:: SELECTED EXTRACT

Strategy, strategy, strategy

Lillian Serobatse, Solutions sales lead - Modern Workplace, Microsoft South Africa.
Lillian Serobatse, Solutions sales lead - Modern Workplace, Microsoft South Africa.

Chris Buchanan, client solutions director at Dell South Africa, comments that companies need to first understand what they want to achieve with their mobile strategy. "Paulo spoke about empowering employees, but it's actually about making them more productive. You need to understand the role you are trying to get them to play in the organisation and how you can enable this with technology.

"If they spend more than 50% of their time outside the office, you need to equip them with a laptop. Also, everyone has a mobile phone and this brings the Bring Your Own Device question into the reckoning."

He adds that many of the key questions being asked are around the issues of corporate data and security and the protection of the company's intellectual property (IP). "There is a level of paranoia about the IP inside organisations and that needs to be resolved before the discussion around mobility can be done properly."

Neil Cosser, Identity & Data Protection manager for Africa at Gemalto, says that while there are problems that need to be resolved, a key issue facing companies is where they have deployed mobile solutions without the strategy to support it.

If you roll out mobile solutions 'by accident', IT departments will end up responsible for the infrastructure created by the proliferation of Shadow IT.

Neil Cosser, Gemalto

"If you roll out mobile solutions 'by accident', IT departments will end up responsible for the infrastructure created by the proliferation of Shadow IT. Mobility has created a challenge that the IT department may not have the ability to manage. The result of this is that CIOs end up trying to put the brakes on deployments, often by implementing fairly draconian measures that don't solve the real issue they are facing. A lot of organisations face the challenge that they don't know how to solve the problem so they throw blunt instruments, like restricting the rights of the users, at the problem, rather than embracing mobility as a strategy."

::::
:: SUPPLIED MATERIAL

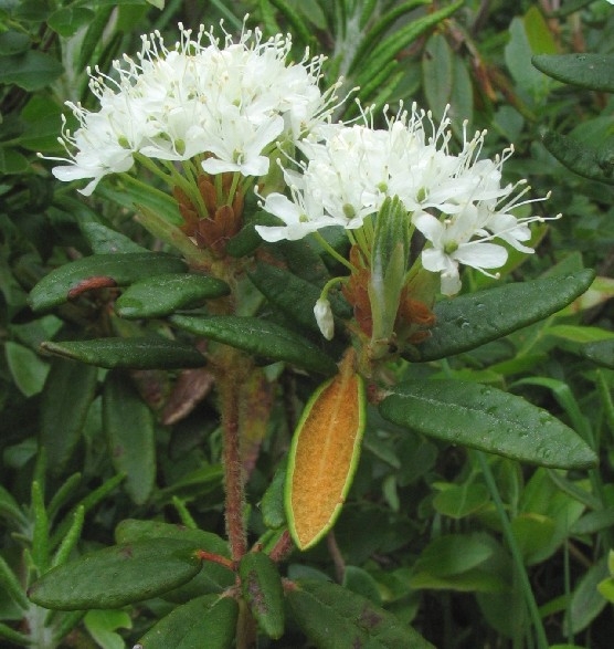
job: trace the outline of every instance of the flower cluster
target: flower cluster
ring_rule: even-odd
[[[419,230],[426,245],[421,261],[441,273],[441,290],[453,295],[460,289],[458,264],[486,274],[502,266],[506,242],[532,252],[523,242],[531,237],[528,223],[542,217],[517,218],[514,208],[526,205],[523,181],[501,185],[501,167],[512,149],[495,160],[483,159],[485,132],[468,138],[462,150],[449,151],[449,119],[438,127],[419,111],[387,117],[388,128],[372,125],[329,125],[298,144],[305,156],[299,171],[285,169],[292,200],[280,193],[266,197],[264,207],[284,222],[260,226],[266,241],[300,239],[327,226],[342,226],[369,257],[369,217],[387,197],[399,197],[407,228]]]
[[[60,180],[99,180],[128,171],[140,156],[162,161],[197,159],[208,174],[266,174],[275,144],[292,140],[330,111],[335,87],[318,88],[322,57],[286,62],[292,41],[263,40],[244,29],[239,42],[220,42],[213,31],[189,29],[173,48],[156,32],[142,36],[136,60],[114,62],[114,73],[89,72],[99,111],[68,102],[80,127],[64,123],[61,143],[67,158],[53,169]]]

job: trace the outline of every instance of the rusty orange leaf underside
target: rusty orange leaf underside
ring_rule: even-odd
[[[340,373],[320,390],[296,431],[287,504],[300,548],[318,541],[332,524],[358,460],[364,405],[353,355],[343,359]]]

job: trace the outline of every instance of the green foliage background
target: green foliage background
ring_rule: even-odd
[[[374,13],[361,24],[356,15],[369,7]],[[341,578],[436,647],[540,646],[502,541],[497,493],[550,646],[610,647],[613,88],[581,87],[578,78],[541,72],[548,61],[537,61],[540,70],[531,63],[543,54],[614,55],[614,8],[604,0],[565,1],[558,11],[548,1],[502,0],[0,2],[1,642],[131,646],[171,610],[171,601],[51,615],[29,603],[24,586],[68,555],[118,541],[117,526],[130,519],[193,521],[224,535],[221,441],[207,371],[191,370],[190,406],[172,411],[177,371],[96,369],[40,347],[44,341],[156,333],[165,324],[141,327],[118,318],[105,308],[105,296],[34,314],[28,295],[67,261],[105,247],[137,252],[159,244],[134,218],[133,203],[147,197],[110,179],[84,200],[56,182],[50,163],[36,156],[63,155],[56,137],[64,101],[92,107],[86,69],[106,71],[123,52],[134,53],[140,33],[158,29],[173,42],[178,21],[209,25],[222,18],[226,29],[240,30],[246,12],[266,34],[293,32],[297,59],[307,45],[326,53],[327,78],[342,74],[348,90],[360,85],[364,103],[416,101],[435,121],[449,104],[457,138],[467,121],[469,133],[488,129],[487,155],[514,143],[509,181],[529,178],[534,196],[551,190],[537,209],[563,219],[536,229],[538,253],[510,255],[507,276],[533,280],[583,268],[597,274],[563,312],[448,359],[400,362],[391,369],[398,378],[443,376],[521,395],[589,442],[599,453],[597,469],[533,468],[489,456],[485,472],[478,452],[409,433],[373,410],[336,543],[293,554],[286,574]],[[293,251],[286,254],[292,259]],[[467,292],[491,282],[465,274]],[[283,368],[266,371],[273,377]],[[265,395],[273,425],[254,431],[262,448],[248,483],[253,540],[283,524],[275,470],[317,383],[286,371],[282,394]],[[126,428],[135,431],[129,439]],[[119,458],[117,444],[127,446]],[[93,578],[104,583],[105,576]],[[187,597],[178,592],[173,599]],[[262,640],[262,647],[308,646],[292,625],[282,639]]]

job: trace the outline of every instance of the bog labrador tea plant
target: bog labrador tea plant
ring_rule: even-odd
[[[45,20],[64,29],[65,65],[93,19],[104,40],[120,17],[55,4]],[[51,369],[38,441],[19,447],[31,504],[23,485],[0,492],[13,532],[0,636],[41,649],[576,646],[569,556],[586,552],[570,530],[585,543],[595,517],[614,523],[612,494],[562,371],[537,376],[553,344],[536,341],[582,329],[584,381],[610,357],[594,380],[612,423],[611,336],[557,320],[611,286],[578,257],[548,269],[534,254],[571,226],[522,178],[526,155],[497,150],[502,117],[490,144],[458,93],[422,108],[395,85],[395,56],[420,39],[425,71],[433,57],[433,74],[463,65],[451,38],[486,74],[460,28],[466,3],[314,2],[320,31],[336,25],[328,59],[296,3],[251,4],[242,21],[225,9],[212,27],[160,23],[137,54],[99,57],[88,88],[72,81],[60,146],[32,163],[71,184],[54,184],[54,209],[74,214],[80,243],[30,282],[43,324],[15,329]],[[523,20],[512,63],[522,25],[547,30],[536,8]],[[528,55],[536,84],[585,77],[582,61],[537,56],[539,72]],[[567,164],[558,126],[544,142]],[[612,185],[607,151],[583,156],[602,176],[591,182]],[[595,521],[582,526],[585,509]],[[530,566],[562,548],[565,595],[548,601]],[[583,585],[600,600],[591,619],[611,594],[599,565]],[[460,609],[430,622],[445,605],[428,594],[449,592],[467,594]],[[462,610],[474,622],[454,637]]]

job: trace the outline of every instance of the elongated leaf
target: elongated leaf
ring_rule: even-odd
[[[614,56],[611,54],[539,54],[531,62],[563,83],[614,93]]]
[[[140,639],[144,649],[230,649],[239,605],[232,597],[204,595],[178,606]]]
[[[477,536],[446,534],[433,540],[414,565],[419,574],[449,577],[479,566],[493,554],[493,547]]]
[[[614,369],[614,341],[600,341],[591,343],[583,348],[586,358],[597,365]]]
[[[191,345],[161,336],[46,342],[41,348],[50,354],[108,368],[172,369],[205,364],[204,356]]]
[[[614,185],[612,163],[600,159],[595,150],[573,137],[549,130],[543,136],[543,146],[574,174]]]
[[[248,274],[258,291],[279,311],[301,326],[319,333],[314,315],[314,304],[321,292],[318,286],[284,269],[265,263],[258,263]],[[347,302],[335,299],[334,295],[329,295],[329,300],[335,315],[351,317],[351,308]]]
[[[431,28],[434,28],[437,23],[451,17],[455,11],[460,9],[462,6],[463,0],[453,2],[438,11],[434,11],[433,13],[428,13],[409,22],[403,28],[383,39],[371,52],[369,64],[366,65],[361,74],[357,76],[358,85],[363,85],[364,82],[368,82],[369,78],[377,74],[381,67],[394,59],[403,48],[406,48]]]
[[[248,552],[239,566],[243,598],[254,619],[269,637],[284,634],[284,590],[277,566],[262,552]]]
[[[432,336],[417,347],[420,360],[436,360],[496,341],[563,308],[593,281],[591,270],[506,284],[435,305]]]
[[[162,252],[94,254],[77,259],[45,275],[30,292],[34,311],[45,311],[98,286],[126,286],[160,273],[180,273],[186,263]]]
[[[300,549],[315,545],[341,513],[364,430],[364,385],[348,354],[339,374],[305,407],[286,475],[288,528]]]
[[[256,356],[284,360],[320,374],[334,374],[337,370],[332,358],[319,347],[299,334],[260,317],[173,315],[170,321],[192,334]]]
[[[586,468],[595,453],[525,399],[459,380],[409,380],[379,406],[384,419],[430,437],[543,467]]]
[[[229,557],[229,544],[211,532],[191,530],[182,525],[171,525],[160,521],[121,521],[115,530],[117,543],[135,543],[147,538],[176,538],[190,541],[199,551],[205,551],[222,557]],[[227,567],[210,559],[204,559],[198,575],[186,584],[165,593],[169,601],[184,603],[204,594],[222,593],[235,582],[234,573]]]
[[[136,504],[146,503],[156,481],[154,416],[124,374],[106,377],[103,428],[113,465],[126,474],[126,491]]]
[[[392,614],[337,584],[305,579],[294,586],[286,595],[292,615],[318,649],[434,649]]]
[[[106,547],[45,573],[28,596],[60,610],[119,608],[191,579],[201,567],[193,543],[173,538]]]
[[[96,367],[55,358],[43,390],[40,443],[47,467],[60,473],[75,449],[94,399]]]
[[[115,303],[115,311],[121,317],[161,317],[229,293],[230,286],[215,278],[165,273],[128,286]]]

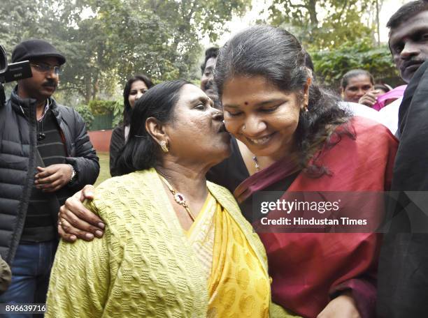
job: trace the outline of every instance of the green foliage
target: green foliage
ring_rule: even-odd
[[[117,126],[123,119],[123,105],[116,100],[91,100],[88,108],[94,115],[104,115],[111,114],[113,115],[113,127]]]
[[[376,81],[397,84],[391,82],[397,77],[397,72],[386,45],[373,47],[369,40],[345,42],[334,50],[313,52],[311,55],[318,80],[327,86],[338,88],[342,76],[353,68],[368,70]]]
[[[82,118],[83,118],[83,120],[86,123],[86,129],[90,130],[91,129],[91,125],[94,121],[94,115],[91,109],[90,109],[89,107],[86,105],[79,105],[75,109],[80,114]]]
[[[373,5],[371,0],[273,0],[268,11],[271,24],[290,31],[308,50],[316,50],[372,37],[374,26],[367,26],[362,16]]]

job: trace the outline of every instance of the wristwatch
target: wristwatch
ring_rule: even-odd
[[[77,172],[74,169],[74,167],[73,167],[73,165],[69,164],[69,165],[71,167],[71,176],[70,176],[70,181],[69,181],[69,183],[71,183],[76,179],[77,176]]]

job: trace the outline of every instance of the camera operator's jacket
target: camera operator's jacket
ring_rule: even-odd
[[[73,183],[64,187],[71,196],[95,182],[98,157],[78,113],[50,101],[66,148],[66,162],[77,172]],[[35,100],[20,98],[16,89],[0,105],[0,255],[9,264],[20,243],[37,166],[36,106]],[[57,211],[54,214],[56,228]]]

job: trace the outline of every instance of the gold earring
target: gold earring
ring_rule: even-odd
[[[164,153],[167,153],[168,151],[169,151],[169,149],[168,149],[168,144],[164,140],[162,140],[161,142],[161,148],[162,149]]]

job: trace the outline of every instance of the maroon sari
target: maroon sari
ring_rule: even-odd
[[[391,184],[398,147],[385,126],[362,117],[350,121],[355,138],[341,135],[317,156],[329,173],[301,172],[287,191],[384,191]],[[343,129],[337,128],[336,131]],[[333,136],[334,137],[334,136]],[[242,202],[296,172],[286,160],[251,176],[235,190]],[[380,234],[370,233],[260,233],[273,278],[272,300],[306,317],[316,317],[341,291],[352,292],[363,317],[375,316]]]

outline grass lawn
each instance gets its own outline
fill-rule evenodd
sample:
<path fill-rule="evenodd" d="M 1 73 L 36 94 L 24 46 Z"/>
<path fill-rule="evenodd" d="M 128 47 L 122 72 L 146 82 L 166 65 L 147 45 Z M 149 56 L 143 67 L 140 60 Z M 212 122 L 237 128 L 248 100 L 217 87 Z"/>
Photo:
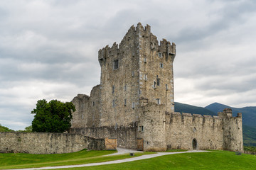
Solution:
<path fill-rule="evenodd" d="M 65 169 L 256 169 L 256 156 L 228 151 L 166 155 L 140 161 Z"/>
<path fill-rule="evenodd" d="M 106 156 L 117 151 L 87 151 L 56 154 L 0 154 L 0 169 L 83 164 L 129 158 L 125 155 Z M 154 152 L 135 153 L 135 157 Z"/>

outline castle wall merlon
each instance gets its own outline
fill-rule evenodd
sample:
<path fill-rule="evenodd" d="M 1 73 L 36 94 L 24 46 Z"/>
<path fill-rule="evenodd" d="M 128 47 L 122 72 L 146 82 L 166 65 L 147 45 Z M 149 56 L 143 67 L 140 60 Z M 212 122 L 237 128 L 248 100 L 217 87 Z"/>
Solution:
<path fill-rule="evenodd" d="M 182 113 L 182 117 L 183 117 L 183 116 L 192 117 L 192 115 L 191 115 L 191 113 Z"/>

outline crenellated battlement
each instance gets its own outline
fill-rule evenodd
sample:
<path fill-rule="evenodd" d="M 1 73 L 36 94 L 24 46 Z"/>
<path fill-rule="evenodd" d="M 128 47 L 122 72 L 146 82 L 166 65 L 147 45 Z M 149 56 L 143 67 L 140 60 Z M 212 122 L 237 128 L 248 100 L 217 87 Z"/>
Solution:
<path fill-rule="evenodd" d="M 230 108 L 218 116 L 174 112 L 176 55 L 176 44 L 158 40 L 150 26 L 132 26 L 119 44 L 98 51 L 100 85 L 90 97 L 74 98 L 72 128 L 87 129 L 83 133 L 94 137 L 117 137 L 117 146 L 144 151 L 242 152 L 242 113 L 233 117 Z"/>

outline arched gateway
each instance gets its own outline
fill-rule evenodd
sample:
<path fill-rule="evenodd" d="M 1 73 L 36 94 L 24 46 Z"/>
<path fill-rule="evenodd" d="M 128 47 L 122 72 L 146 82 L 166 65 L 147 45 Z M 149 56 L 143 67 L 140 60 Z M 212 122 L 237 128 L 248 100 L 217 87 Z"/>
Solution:
<path fill-rule="evenodd" d="M 198 143 L 196 139 L 193 139 L 192 141 L 192 147 L 193 150 L 196 150 L 198 149 Z"/>

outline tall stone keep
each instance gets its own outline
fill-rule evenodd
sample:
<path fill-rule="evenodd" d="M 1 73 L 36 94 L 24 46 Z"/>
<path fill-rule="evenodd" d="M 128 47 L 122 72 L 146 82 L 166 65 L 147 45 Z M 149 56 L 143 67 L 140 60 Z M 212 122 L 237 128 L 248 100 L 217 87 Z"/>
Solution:
<path fill-rule="evenodd" d="M 118 45 L 99 50 L 100 84 L 78 94 L 70 132 L 114 137 L 117 145 L 141 150 L 242 151 L 242 115 L 174 112 L 176 45 L 159 42 L 150 26 L 132 26 Z"/>
<path fill-rule="evenodd" d="M 173 62 L 175 44 L 159 42 L 139 23 L 119 45 L 99 51 L 101 67 L 100 125 L 129 125 L 139 120 L 140 100 L 165 105 L 174 111 Z"/>

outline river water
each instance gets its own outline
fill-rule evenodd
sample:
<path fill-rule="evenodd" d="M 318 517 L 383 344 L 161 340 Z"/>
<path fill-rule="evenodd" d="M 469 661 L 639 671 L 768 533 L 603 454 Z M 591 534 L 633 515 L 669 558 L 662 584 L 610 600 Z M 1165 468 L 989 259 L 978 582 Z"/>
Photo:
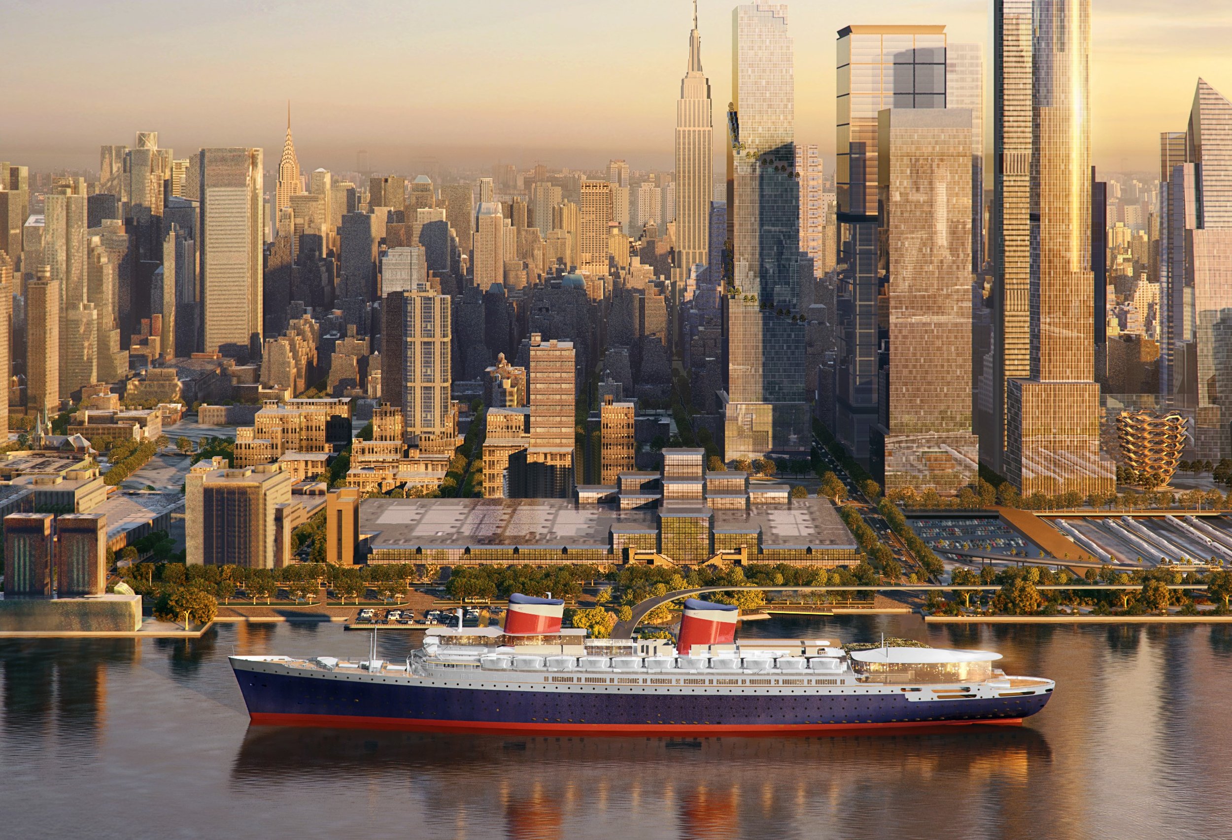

::::

> _TASKS_:
1) In the mobile strategy article, what share of their time do employees have to spend outside the office before Chris Buchanan says they should be given a laptop?
2) Carry the mobile strategy article forward from its final sentence.
Nothing here depends on the data, so you can set it aside.

> _ANSWER SET_:
1) More than 50% of their time.

2)
Gerard Sofianos, MD of Britehouse Mobility, believes that when it is done properly, mobile can be a truly transformative step.

"We have a client that is in the office automation business and they have 300 technicians who are seeing clients all the time. The head of the team was convinced that mobility was the solution to the problem caused by the technicians having to come back to the office every three days to do paperwork. Those three days add up to 12 hours a month of dead time per technician. Approaching it from this perspective meant that the benefits were already quantified as it improved the productivity of a key business team.

Anthon Muller executive for Enterprise Mobility, Vodacom Business.
Anthon Muller executive for Enterprise Mobility, Vodacom Business.

"Although that element is relatively easy to justify, it doesn't mean that implementation is simple. Key issues that had to be addressed included how do you mobilise the process and get sign-off directly on the mobile device? How do you integrate it into the existing back-end systems? Some areas remain difficult to quantify, but in other areas, there are substantial business benefits and deploying a mobile solution fills a void in the organisation and delivers almost instant return on investment."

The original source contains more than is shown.